> Your task
Transcribe the listing precisely, entry by entry.

(Information supplied begins)

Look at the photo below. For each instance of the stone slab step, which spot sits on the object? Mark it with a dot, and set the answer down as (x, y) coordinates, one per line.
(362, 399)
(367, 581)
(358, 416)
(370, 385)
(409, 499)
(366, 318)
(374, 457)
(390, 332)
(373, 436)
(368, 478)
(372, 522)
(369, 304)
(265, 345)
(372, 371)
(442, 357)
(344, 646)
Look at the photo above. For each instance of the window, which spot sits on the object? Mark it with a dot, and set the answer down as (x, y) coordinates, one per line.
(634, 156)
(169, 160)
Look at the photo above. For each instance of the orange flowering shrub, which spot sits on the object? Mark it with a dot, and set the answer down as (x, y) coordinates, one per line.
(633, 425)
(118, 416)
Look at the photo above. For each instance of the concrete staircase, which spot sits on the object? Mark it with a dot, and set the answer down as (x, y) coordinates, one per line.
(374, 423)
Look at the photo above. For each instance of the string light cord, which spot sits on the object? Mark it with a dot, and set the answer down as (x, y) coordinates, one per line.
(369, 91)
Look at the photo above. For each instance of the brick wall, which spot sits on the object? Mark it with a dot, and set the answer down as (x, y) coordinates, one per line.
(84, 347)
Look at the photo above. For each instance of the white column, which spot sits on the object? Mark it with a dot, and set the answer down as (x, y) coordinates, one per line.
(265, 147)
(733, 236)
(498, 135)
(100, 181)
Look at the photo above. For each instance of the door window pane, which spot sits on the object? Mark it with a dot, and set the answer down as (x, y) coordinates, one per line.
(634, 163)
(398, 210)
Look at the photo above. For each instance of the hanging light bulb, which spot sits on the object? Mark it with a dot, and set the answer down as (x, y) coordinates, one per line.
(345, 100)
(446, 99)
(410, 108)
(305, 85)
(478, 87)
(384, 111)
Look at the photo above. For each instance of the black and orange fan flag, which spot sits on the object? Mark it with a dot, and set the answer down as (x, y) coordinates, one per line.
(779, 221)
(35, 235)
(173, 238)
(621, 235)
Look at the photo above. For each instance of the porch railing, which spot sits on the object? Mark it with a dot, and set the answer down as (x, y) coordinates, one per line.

(Information supplied ends)

> Answer below
Look at the photo below. For each instance of the stone slab step, which spot sits on the object? Mark it with a dot, and set the answer down as (x, y) coordinates, one per line.
(362, 399)
(367, 581)
(358, 416)
(370, 385)
(409, 499)
(366, 318)
(374, 457)
(390, 332)
(373, 436)
(368, 478)
(372, 522)
(369, 304)
(265, 345)
(372, 371)
(442, 357)
(344, 646)
Look at the photo above. For each instance of the window, which spot sits on the object? Mark it with a dot, and set the answer down as (x, y) coordinates, one per line.
(634, 156)
(169, 160)
Look at the photo above. For each instance of the orange flowering shrub, which spot sits on the object? Mark it with a dot, and set the answer down as (x, y) coordinates, one per line.
(633, 425)
(118, 416)
Look at the photo above. For each instance of the concrete staircase, which spot sits on the object? Mark it with a dot, and set the answer down as (x, y) coordinates, one per line.
(374, 423)
Look at the photo above. For each instance of the string light cord, which spot sits on the object? Mark it with a dot, and set the answer down as (x, y) coordinates, one per line.
(369, 91)
Look at the photo above. For each instance of the brick wall, which spot sits on the object? Mark it with a dot, and set the answer down as (x, y) coordinates, one per line.
(84, 347)
Look at the photo above. For each instance of the white column, which spot sits on the object? Mark it with a dot, and set the answer down as (x, y) coordinates, one per line.
(265, 147)
(733, 236)
(498, 135)
(100, 181)
Look at the photo above. For each instance of the door window pane, which spot sits on the object? Mark it with a dot, and set the answer down as (x, y) coordinates, one per line.
(634, 163)
(398, 210)
Look at the photo above. For each instance of the hanging light bulb, which spot sits on the object? Mark it with a dot, and set the answer down as (x, y) coordinates, one per line.
(345, 100)
(446, 99)
(410, 108)
(305, 85)
(478, 87)
(384, 111)
Look at the photo above. For each instance of the black and orange fan flag, which spot sits on the object? Mark it with a dot, and set the answer down as (x, y) coordinates, one per line.
(779, 221)
(35, 235)
(173, 238)
(621, 235)
Look at the photo above. For each instance of the porch railing, which spot sits on the object? Mark it with a dot, and set the answer down as (x, y) coordinates, one per line.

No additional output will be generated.